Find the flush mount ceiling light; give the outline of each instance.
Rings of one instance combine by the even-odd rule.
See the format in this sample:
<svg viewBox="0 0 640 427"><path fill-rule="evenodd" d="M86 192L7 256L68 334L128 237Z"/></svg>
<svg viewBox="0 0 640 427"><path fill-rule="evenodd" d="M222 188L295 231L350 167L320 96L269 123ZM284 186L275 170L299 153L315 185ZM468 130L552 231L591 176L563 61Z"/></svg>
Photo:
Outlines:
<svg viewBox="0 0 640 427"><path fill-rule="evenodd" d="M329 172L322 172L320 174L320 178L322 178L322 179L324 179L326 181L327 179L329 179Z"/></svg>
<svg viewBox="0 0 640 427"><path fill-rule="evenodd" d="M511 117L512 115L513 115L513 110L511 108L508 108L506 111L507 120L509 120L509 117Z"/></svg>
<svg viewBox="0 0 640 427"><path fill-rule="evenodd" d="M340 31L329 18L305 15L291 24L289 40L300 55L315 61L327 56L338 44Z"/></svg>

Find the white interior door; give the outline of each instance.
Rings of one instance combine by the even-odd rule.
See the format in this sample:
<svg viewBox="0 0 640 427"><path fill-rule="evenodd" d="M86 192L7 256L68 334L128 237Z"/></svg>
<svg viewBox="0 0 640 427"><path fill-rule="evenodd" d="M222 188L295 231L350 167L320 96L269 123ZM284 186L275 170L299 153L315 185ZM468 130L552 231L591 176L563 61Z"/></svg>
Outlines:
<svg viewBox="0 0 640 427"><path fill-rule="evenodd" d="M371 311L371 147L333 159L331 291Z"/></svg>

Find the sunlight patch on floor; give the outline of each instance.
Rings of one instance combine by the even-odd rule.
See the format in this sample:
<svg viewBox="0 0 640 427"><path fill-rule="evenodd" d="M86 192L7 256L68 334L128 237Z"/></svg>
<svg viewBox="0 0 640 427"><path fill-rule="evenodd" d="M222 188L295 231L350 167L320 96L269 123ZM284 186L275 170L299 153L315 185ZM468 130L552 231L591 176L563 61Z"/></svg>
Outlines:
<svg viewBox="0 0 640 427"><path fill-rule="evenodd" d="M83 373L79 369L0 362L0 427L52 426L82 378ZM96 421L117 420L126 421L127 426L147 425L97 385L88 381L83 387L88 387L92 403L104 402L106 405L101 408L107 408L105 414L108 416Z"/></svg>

═══

Reproduce all the data word for word.

Your response —
Find the flush mount ceiling light; give the outline of each instance.
Rings of one instance combine by the even-odd rule.
See the format in this sample:
<svg viewBox="0 0 640 427"><path fill-rule="evenodd" d="M86 192L7 256L68 334L128 237Z"/></svg>
<svg viewBox="0 0 640 427"><path fill-rule="evenodd" d="M222 188L295 231L350 167L320 96L269 123ZM284 186L275 170L299 153L315 185ZM468 130L552 231L591 176L563 61Z"/></svg>
Photo:
Outlines:
<svg viewBox="0 0 640 427"><path fill-rule="evenodd" d="M329 172L322 172L320 174L320 178L322 178L322 179L324 179L326 181L327 179L329 179Z"/></svg>
<svg viewBox="0 0 640 427"><path fill-rule="evenodd" d="M511 117L512 115L513 115L513 110L511 108L508 108L506 111L507 120L509 120L509 117Z"/></svg>
<svg viewBox="0 0 640 427"><path fill-rule="evenodd" d="M340 31L329 18L305 15L291 24L289 40L300 55L315 61L327 56L338 44Z"/></svg>

Find the white interior door; give the outline of each instance.
Rings of one instance combine by the even-odd rule.
See the format in this sample:
<svg viewBox="0 0 640 427"><path fill-rule="evenodd" d="M86 192L7 256L68 334L128 237Z"/></svg>
<svg viewBox="0 0 640 427"><path fill-rule="evenodd" d="M222 188L295 231L350 167L320 96L269 123ZM284 186L275 170L299 153L315 185ZM468 130L552 231L591 176L563 61Z"/></svg>
Outlines:
<svg viewBox="0 0 640 427"><path fill-rule="evenodd" d="M371 311L371 147L333 159L331 291Z"/></svg>

Find the sunlight patch on floor; give the outline of each instance.
Rings of one instance combine by the even-odd rule.
See the format in this sample:
<svg viewBox="0 0 640 427"><path fill-rule="evenodd" d="M86 192L7 256L68 334L128 237Z"/></svg>
<svg viewBox="0 0 640 427"><path fill-rule="evenodd" d="M222 188L295 231L350 167L320 96L269 123ZM284 186L275 170L299 153L315 185ZM468 130L552 231L591 176L563 61Z"/></svg>
Outlines:
<svg viewBox="0 0 640 427"><path fill-rule="evenodd" d="M83 373L79 369L0 362L0 427L52 426L82 378ZM96 421L117 420L126 421L127 426L147 425L97 385L88 381L83 387L88 387L92 403L104 402L106 405L101 408L107 408L105 414L108 416Z"/></svg>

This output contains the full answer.